───── THE RECORDS
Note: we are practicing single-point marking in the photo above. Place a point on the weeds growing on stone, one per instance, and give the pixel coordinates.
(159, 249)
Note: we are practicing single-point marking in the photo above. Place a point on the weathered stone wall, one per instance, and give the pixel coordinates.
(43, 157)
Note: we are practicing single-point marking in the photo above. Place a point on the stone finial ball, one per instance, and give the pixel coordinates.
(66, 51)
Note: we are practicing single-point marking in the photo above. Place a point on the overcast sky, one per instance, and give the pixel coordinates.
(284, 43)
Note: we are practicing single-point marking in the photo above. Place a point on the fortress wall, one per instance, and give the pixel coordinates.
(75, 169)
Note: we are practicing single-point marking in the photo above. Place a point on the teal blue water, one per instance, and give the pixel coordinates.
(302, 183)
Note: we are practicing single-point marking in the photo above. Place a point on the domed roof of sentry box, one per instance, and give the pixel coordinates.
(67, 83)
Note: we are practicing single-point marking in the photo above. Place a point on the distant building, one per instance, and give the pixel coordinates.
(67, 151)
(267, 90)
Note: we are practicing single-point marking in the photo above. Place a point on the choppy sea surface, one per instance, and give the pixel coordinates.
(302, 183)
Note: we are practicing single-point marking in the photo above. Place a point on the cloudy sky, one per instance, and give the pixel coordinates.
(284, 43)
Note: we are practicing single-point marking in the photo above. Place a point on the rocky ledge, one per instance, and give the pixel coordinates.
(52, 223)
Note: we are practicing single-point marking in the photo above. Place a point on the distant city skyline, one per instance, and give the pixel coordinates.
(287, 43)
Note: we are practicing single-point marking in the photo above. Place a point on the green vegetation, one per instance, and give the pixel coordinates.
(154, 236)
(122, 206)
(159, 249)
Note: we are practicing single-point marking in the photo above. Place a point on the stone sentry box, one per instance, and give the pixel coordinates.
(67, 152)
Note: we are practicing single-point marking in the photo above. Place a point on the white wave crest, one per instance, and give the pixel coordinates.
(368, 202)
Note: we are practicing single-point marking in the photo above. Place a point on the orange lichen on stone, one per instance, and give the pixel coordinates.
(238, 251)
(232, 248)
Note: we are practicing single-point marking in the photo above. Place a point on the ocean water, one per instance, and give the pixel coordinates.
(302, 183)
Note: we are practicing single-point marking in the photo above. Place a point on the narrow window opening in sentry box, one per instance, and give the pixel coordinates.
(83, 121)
──────────
» PROBLEM DESCRIPTION
Reproduce everything from the line containing "on the choppy" down to the last line of the items above, unchanged.

» REPLY
Note: we are practicing single-point marking in the photo above. Place a point on the choppy sea surface, one per instance, and give the pixel coordinates.
(302, 183)
Note: we are practicing single-point marking in the photo above. Place a point on the cloudy sky, one per instance, and give the pixel coordinates.
(284, 43)
Note: we are practicing single-point marking in the photo above. Place a point on the rocky ledge, one per instance, and give the pixel coordinates.
(52, 223)
Note: we are practicing single-point marking in the photo above. Place a point on the distant city skyline, one per instance, and give the pixel coordinates.
(287, 43)
Note: we are practicing single-point marking in the photo above. Place a point on the green vegetation, one per instance, and give the pixel coordinates.
(154, 236)
(122, 206)
(159, 249)
Note: we are practicing single-point marking in the photo above. Place a point on the stone sentry box, one per instance, and give the pixel coordinates.
(67, 152)
Note: we are practicing single-point marking in the photo above. Place a point on the white wave crest, one per instance, and give the pixel coordinates.
(368, 202)
Note: we are practicing single-point marking in the photo above. Place a point on the orange lichen on stone, one per instance, and give the pixel coordinates.
(238, 251)
(232, 248)
Note: we are practicing single-point marking in the photo above. Place a point on the ocean water, one per instance, and give the pixel coordinates.
(302, 183)
Note: we are practicing single-point marking in the photo above. Place a point on the narrow window opening in sentry box, one per instance, and give the pixel coordinates.
(83, 121)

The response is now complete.